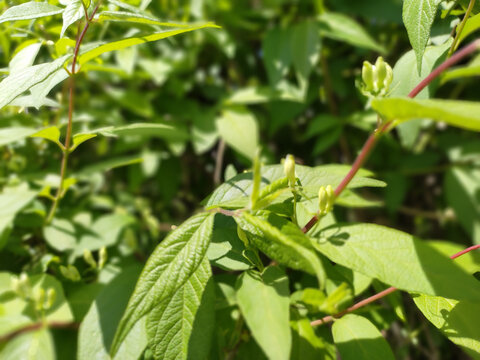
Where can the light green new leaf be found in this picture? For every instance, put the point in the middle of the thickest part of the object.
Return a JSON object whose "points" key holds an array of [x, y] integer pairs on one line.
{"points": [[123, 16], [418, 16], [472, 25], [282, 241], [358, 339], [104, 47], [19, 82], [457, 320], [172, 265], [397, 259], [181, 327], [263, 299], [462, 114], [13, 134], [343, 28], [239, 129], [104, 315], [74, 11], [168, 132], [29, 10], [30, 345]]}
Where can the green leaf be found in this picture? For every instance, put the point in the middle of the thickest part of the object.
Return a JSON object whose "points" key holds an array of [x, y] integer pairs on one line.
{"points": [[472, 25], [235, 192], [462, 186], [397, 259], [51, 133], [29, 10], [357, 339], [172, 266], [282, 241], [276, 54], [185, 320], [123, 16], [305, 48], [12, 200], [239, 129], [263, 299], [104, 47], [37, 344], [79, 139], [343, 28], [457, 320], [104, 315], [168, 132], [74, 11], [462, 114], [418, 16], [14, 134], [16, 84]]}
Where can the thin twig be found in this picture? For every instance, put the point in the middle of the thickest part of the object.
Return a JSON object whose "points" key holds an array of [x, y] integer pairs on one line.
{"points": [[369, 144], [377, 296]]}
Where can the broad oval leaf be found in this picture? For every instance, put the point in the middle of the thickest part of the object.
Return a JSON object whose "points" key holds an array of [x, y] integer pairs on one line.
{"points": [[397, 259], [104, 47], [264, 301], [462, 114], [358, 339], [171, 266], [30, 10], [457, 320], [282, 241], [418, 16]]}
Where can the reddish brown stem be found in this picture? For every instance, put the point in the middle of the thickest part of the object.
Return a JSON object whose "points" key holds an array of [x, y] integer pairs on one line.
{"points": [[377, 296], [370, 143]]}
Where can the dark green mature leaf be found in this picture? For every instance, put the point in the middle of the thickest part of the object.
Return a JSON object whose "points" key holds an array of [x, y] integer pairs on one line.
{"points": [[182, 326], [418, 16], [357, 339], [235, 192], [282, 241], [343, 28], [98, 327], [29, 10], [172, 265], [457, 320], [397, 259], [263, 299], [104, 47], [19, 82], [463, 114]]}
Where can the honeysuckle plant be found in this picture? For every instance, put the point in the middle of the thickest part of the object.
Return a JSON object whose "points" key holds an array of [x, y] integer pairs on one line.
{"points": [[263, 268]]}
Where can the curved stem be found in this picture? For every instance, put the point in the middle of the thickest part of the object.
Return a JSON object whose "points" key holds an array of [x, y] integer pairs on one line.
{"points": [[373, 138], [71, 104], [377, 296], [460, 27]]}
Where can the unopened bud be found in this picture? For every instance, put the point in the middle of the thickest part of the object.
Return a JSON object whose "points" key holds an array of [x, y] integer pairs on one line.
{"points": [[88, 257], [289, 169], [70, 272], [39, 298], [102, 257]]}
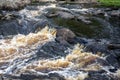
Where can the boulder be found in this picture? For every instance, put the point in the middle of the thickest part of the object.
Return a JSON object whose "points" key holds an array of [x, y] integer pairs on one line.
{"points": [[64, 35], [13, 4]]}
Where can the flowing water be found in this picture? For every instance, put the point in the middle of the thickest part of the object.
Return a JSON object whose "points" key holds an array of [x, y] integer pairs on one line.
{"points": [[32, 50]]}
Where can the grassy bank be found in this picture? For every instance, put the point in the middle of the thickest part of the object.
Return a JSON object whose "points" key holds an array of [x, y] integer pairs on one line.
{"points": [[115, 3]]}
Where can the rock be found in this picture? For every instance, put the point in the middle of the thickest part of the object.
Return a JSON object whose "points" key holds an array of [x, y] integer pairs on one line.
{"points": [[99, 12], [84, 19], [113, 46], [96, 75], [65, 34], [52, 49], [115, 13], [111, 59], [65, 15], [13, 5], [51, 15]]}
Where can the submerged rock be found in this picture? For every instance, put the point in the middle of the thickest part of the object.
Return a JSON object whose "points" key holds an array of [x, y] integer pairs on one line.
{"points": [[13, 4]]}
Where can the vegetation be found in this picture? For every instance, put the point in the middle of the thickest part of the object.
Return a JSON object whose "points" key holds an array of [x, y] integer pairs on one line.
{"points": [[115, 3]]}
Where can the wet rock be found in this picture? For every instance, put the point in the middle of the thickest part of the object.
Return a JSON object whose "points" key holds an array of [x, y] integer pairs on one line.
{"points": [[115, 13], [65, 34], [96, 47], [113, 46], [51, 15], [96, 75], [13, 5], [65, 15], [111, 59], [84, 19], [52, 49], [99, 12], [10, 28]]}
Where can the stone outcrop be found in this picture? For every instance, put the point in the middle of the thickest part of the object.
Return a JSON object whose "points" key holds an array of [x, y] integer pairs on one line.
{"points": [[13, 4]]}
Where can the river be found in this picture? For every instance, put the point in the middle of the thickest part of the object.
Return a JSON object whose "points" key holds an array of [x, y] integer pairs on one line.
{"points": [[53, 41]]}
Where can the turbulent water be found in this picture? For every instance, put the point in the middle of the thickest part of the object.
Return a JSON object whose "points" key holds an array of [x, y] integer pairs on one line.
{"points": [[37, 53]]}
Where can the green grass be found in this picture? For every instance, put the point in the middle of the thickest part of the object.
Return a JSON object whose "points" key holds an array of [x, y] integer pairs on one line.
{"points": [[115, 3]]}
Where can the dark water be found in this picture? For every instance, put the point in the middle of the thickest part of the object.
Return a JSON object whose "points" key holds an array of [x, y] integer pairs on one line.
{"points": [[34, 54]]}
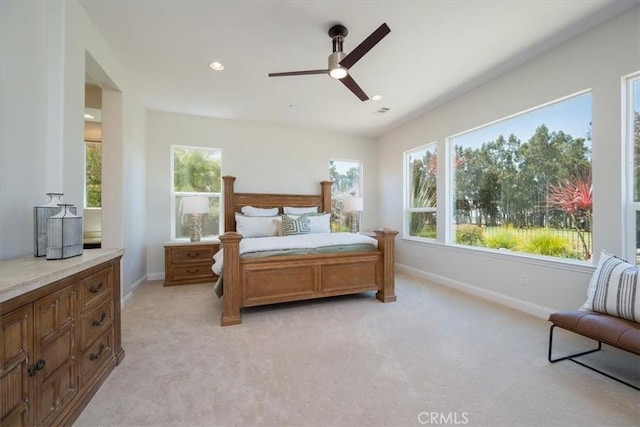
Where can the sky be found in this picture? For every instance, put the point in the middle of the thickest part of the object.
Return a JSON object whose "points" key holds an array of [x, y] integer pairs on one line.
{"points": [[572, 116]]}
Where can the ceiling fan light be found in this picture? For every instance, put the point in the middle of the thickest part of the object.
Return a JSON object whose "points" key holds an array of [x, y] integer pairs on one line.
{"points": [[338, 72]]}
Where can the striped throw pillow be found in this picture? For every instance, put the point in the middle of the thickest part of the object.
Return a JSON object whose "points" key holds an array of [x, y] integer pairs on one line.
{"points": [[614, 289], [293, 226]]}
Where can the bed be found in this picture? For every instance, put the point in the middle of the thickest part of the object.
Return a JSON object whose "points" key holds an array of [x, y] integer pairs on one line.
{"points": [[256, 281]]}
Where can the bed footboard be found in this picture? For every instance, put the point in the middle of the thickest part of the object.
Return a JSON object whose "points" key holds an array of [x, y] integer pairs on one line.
═══
What this task involves -> Can you format every line of the listing above as a numbered list, skipping blank lines and leaving out the pictures?

Reply ->
1. Where can the light green new leaf be found in this picture? For every instance, put the point in the middle of the thickest part of the object.
2. Return a JSON object whose "points" key holds an array of [x, y] integer pairs on one line.
3. {"points": [[123, 16], [418, 16], [472, 25], [282, 241], [358, 339], [104, 47], [19, 82], [457, 320], [172, 265], [397, 259], [181, 327], [263, 299], [462, 114], [13, 134], [343, 28], [239, 129], [104, 315], [74, 11], [168, 132], [29, 10], [30, 345]]}
4. Where can the green leaf be found in this picture? For every instance, put the point in the middle of the thickest part of the object.
5. Return a JSON object whose "points" key holds an array of [x, y] integer pairs on one line.
6. {"points": [[472, 25], [235, 192], [462, 186], [397, 259], [51, 133], [29, 10], [357, 339], [172, 266], [282, 241], [276, 54], [185, 320], [123, 16], [305, 48], [12, 200], [239, 129], [263, 299], [104, 47], [37, 344], [79, 139], [343, 28], [457, 320], [104, 315], [168, 132], [74, 11], [462, 114], [418, 16], [14, 134], [16, 84]]}
7. Where can the thin twig be found in this picture? For every instance, put the point in the middle of the thickest part of the object.
8. Return a JSON object whose "points" key holds an array of [x, y] integer pairs on one line.
9. {"points": [[369, 144], [377, 296]]}
10. Where can the broad oval leaf be found in this picture? For every instance, put the point in the middle of the thickest part of the object.
11. Return a JSON object whose "points" key holds an array of [x, y] integer pairs on one line.
12. {"points": [[397, 259], [104, 47], [264, 301], [462, 114], [358, 339], [171, 266], [30, 10], [457, 320], [282, 241], [418, 16]]}
13. Where can the reddish brown stem be found in this picture? For every instance, put the point in the middle of the thickest part of the object.
14. Return a JSON object whose "points" key holds an array of [x, y] integer pairs on one line.
15. {"points": [[377, 296], [370, 143]]}
16. Where can the dark green mature leaf be found in this picture? For every instance, put the point in the middle of the thickest part of the object.
17. Return a JSON object whose "points" key holds an array of [x, y] integer pairs on one line.
18. {"points": [[182, 326], [418, 16], [357, 339], [235, 192], [282, 241], [343, 28], [98, 327], [29, 10], [172, 265], [457, 320], [397, 259], [263, 299], [104, 47], [19, 82], [463, 114]]}
19. Where can the honeysuckle plant be found in this picture? For every instance, put the point in the middle of the thickest part of the object.
20. Return a JSON object whose "points" key holds an array of [x, y] integer pairs on one line.
21. {"points": [[263, 268]]}
22. Where can the curved stem be found in this picture? For every instance, put the point in the middle of the thickest part of the object.
23. Return a JSON object whose "points" key holds an array of [x, y] integer pairs on one line.
24. {"points": [[373, 138], [71, 104], [377, 296], [460, 27]]}
25. Where can the unopened bud be found in this picture? For every instance, put the point in the middle of the thickest part of the object.
26. Return a JSON object whose "points" key holds an array of [x, y] integer pairs on one line.
27. {"points": [[88, 257], [289, 169], [70, 272], [39, 298], [102, 257]]}
28. Where can the boulder be found in this picture? For every instance, put the point in the middle of the thickest part of the object.
29. Return a JSON object whose "points" key holds an array of [x, y] integer pairs on one line.
30. {"points": [[64, 35], [13, 4]]}
31. Where can the flowing water be found in this picture? For every instance, put the point in the middle of the thickest part of the object.
32. Return a JSON object whose "points" key holds an array of [x, y] integer pairs on one line.
33. {"points": [[32, 50]]}
34. Where can the grassy bank be found in this picture? For every instance, put the point in the middle of the thickest part of the object.
35. Return a JSON object whose "points" key holds an array of [x, y] integer pairs on one line.
36. {"points": [[115, 3]]}
37. Where can the rock be found in this picture? For every instance, put the point in the middle of the thickest part of the object.
38. Return a JSON object whose "points" key holds an array of [x, y] integer pairs on one line.
39. {"points": [[99, 12], [84, 19], [113, 46], [96, 75], [65, 34], [52, 49], [115, 13], [111, 59], [65, 15], [13, 5], [51, 15]]}
40. Where can the submerged rock be found in this picture? For every instance, put the point in the middle of the thickest part of the object.
41. Return a JSON object whose "points" key holds an array of [x, y] integer pairs on one line.
42. {"points": [[13, 4]]}
43. Where can the vegetation be found in this picture? For every instance, put the point in the middle of the thickest part of the object.
44. Return a JSON object whose "points" key holds an array of [x, y] integer pairs on one line.
45. {"points": [[115, 3]]}
46. Where can the wet rock be found in this picture? For every instance, put the point in the middle of the thickest part of the object.
47. Return a JSON object whose "points" key holds an array of [x, y] integer pairs on one line.
48. {"points": [[115, 13], [65, 34], [96, 47], [113, 46], [51, 15], [96, 75], [13, 5], [65, 15], [111, 59], [84, 19], [52, 49], [99, 12], [10, 28]]}
49. Where can the stone outcrop be found in this picture? For every instance, put the point in the middle of the thickest part of the object.
50. Return a JSON object whose "points" key holds an array of [x, y] integer pairs on one line.
51. {"points": [[13, 4]]}
52. Where can the river be found in this picture? For every instance, put the point in the middle of the thickest part of the object.
53. Return a JSON object whose "points" key holds an array of [x, y] integer pairs on one line.
54. {"points": [[53, 41]]}
55. Where can the turbulent water be found in this picture? For every instance, put the point in the middle of the thickest part of the object.
56. Return a JSON object whose "points" key holds an array of [x, y] integer pairs on one line.
57. {"points": [[37, 53]]}
58. Where can the green grass be found in this picture? For every instance, put the point in the middle of the thickest part of the object.
59. Return a JSON object whose "points" key holds an array of [x, y] integer pairs on one line.
60. {"points": [[115, 3]]}
61. Where can the dark water be found in this picture? For every instance, put the point in the middle of the thickest part of the object.
62. Return a JSON object whose "points" key holds an array of [x, y] integer pairs on one line.
63. {"points": [[34, 54]]}
64. Where can the sky be found in this picture? For every instance, put the point in the middle of the thickest part of the object.
65. Return a JSON object whose "points" key holds an array of [x, y] integer pairs on one line.
66. {"points": [[572, 116]]}
67. Where can the ceiling fan light be found in this picture? For every instance, put the point in the middle of the thickest part of the object.
68. Return a JSON object whose "points" key holds an array of [x, y] integer pairs on one line.
69. {"points": [[338, 72]]}
70. Where can the striped throw pillow be found in this picture? For every instance, put the point in the middle of the thickest part of the object.
71. Return a JSON object whose "points" key holds an array of [x, y] integer pairs on one line.
72. {"points": [[614, 289], [293, 226]]}
73. Where can the bed be found in this picture? For every instance, put the point in the middle of the thickest part of the object.
74. Return a JSON object whose "points" key holds an array of [x, y] integer pairs on one line.
75. {"points": [[256, 281]]}
76. Where can the bed footboard be found in this picture? For every instance, put the point in the middle of the thickest part of the object.
77. Return a JSON object whose "points" key holds an array of [x, y] integer pairs on one line.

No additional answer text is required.